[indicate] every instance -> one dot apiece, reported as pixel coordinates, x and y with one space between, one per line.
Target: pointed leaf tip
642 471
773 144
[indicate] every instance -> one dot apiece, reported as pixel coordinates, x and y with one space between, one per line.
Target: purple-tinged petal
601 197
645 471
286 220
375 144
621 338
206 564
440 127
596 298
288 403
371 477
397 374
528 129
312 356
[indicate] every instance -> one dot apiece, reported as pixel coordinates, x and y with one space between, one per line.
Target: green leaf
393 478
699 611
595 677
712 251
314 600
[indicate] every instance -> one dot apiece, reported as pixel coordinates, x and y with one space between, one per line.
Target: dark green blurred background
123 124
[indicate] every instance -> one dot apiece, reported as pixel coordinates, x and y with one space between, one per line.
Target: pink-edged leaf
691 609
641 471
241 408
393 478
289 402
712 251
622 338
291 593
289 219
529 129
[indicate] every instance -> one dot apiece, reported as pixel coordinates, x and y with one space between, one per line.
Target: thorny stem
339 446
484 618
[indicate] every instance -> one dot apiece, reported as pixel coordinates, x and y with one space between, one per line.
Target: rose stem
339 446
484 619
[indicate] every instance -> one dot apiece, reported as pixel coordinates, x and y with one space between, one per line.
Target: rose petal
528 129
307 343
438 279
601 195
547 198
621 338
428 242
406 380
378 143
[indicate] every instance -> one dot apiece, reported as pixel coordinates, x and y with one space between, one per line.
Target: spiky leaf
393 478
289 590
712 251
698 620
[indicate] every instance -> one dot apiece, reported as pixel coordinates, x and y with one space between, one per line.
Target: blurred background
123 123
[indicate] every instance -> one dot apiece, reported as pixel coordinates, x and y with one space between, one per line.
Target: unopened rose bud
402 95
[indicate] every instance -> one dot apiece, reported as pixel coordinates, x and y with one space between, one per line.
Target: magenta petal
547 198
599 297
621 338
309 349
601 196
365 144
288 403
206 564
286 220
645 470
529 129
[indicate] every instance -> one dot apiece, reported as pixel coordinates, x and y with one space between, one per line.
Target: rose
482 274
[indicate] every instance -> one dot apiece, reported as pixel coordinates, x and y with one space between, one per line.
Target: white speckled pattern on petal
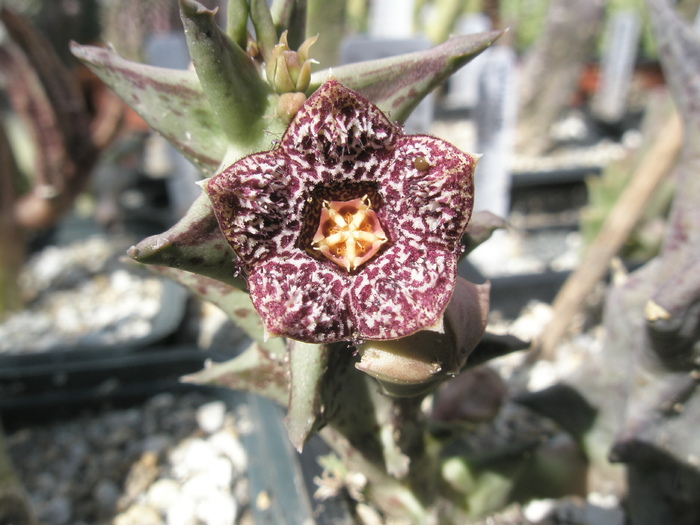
341 147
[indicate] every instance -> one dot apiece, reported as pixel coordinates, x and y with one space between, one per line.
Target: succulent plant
325 232
636 407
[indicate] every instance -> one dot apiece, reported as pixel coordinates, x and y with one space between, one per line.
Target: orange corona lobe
349 233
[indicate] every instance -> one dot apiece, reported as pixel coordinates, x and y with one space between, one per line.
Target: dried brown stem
615 231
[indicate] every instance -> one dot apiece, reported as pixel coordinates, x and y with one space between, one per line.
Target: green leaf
------------------------
Your goal » Omitting all images, print the listing exactly.

Finished answer »
[indicate] every instance -> one dot apiece, reported as pixel coordinates, x and y with one space between, one per line.
Target: pointed leaf tip
642 471
773 144
[indicate] every instance -> one dot apiece, reported as pixel coordinates, x and y with one space between, one per line.
Target: purple-tinged petal
601 197
645 471
286 220
375 144
621 338
206 564
440 127
596 298
288 403
371 477
397 374
528 129
312 356
[indicate] every instance -> one dot apiece, reported as pixel coordinates, x and y with one space between, one per line.
Target: green leaf
393 478
699 611
595 677
712 251
314 600
[indicate] every instance -> one dot apiece, reported as pixel coordinates, x and y with one space between, one per line.
Target: dark green blurred background
123 124
[indicate] every instance -> one dot apiece, reported as pixel coordinates, x and y with one space between, one per line.
Target: pink-edged leaf
691 609
641 471
241 408
393 478
289 402
712 251
622 338
291 593
289 219
529 129
[indicate] every instance -> one dot apiece, reported as pixel coordinates, x and y with one space between, one per line.
Target: thorny stem
339 446
484 618
[indicate] every instance -> one dot apiece, reported as pixel coordinates, x and y with one space between, one per line.
Target: rose stem
339 446
484 619
[indicate] every instance -> one dot apiece, reported as pixel coordinates, x and y with one space between, one per line.
Target: rose petal
528 129
307 343
438 279
601 195
547 198
621 338
428 242
406 380
378 143
[indicate] every instance -> one dot apiece, reported as pixel coordinates, x and y with one space between, one per line.
Target: spiky leaf
393 478
289 590
712 251
698 620
[indicate] every instance -> one dot apiece, reported as pixel coordinates, x and y with one space between, one per line.
Target: blurred background
123 123
[indicate] every instance -> one dot apiece, reported as pixel coordinates, x and y with one space between, one per line.
Target: unopened rose bud
402 95
[indicate] every instance -> one dot apiece, reported as pixel coordinates, x and y with one space between, one per line.
Target: magenta petal
547 198
599 297
621 338
309 349
601 196
365 144
288 403
206 564
286 220
645 470
529 129
[indicate] every instance -> one dot apiece, reported as pixel coordinates, x and y with one space between, one per line.
Target: rose
482 274
[indicate] every instance -> one dot apiece, reported as pixel coordinates, x and y with one space between, one per line.
Target: white speckled pattern on petal
341 147
[indicate] every instance -> one dot apiece, reported as pixel coordinates, x and y with one space between, one per line.
Target: succulent plant
325 232
636 407
[indicate] every instance -> one dot apiece, reported as pixel coordinates, x and y with one space between, one per line.
Target: orange corona lobe
349 233
[indicate] every instance -> one dot apiece, reported as pixel coordinates, x and y with one space between, one per line.
Target: dried brown stem
615 231
[indicate] every instance -> one dot apiece, reported as pixel coordinates, x and y with one space between, one per line.
Target: green leaf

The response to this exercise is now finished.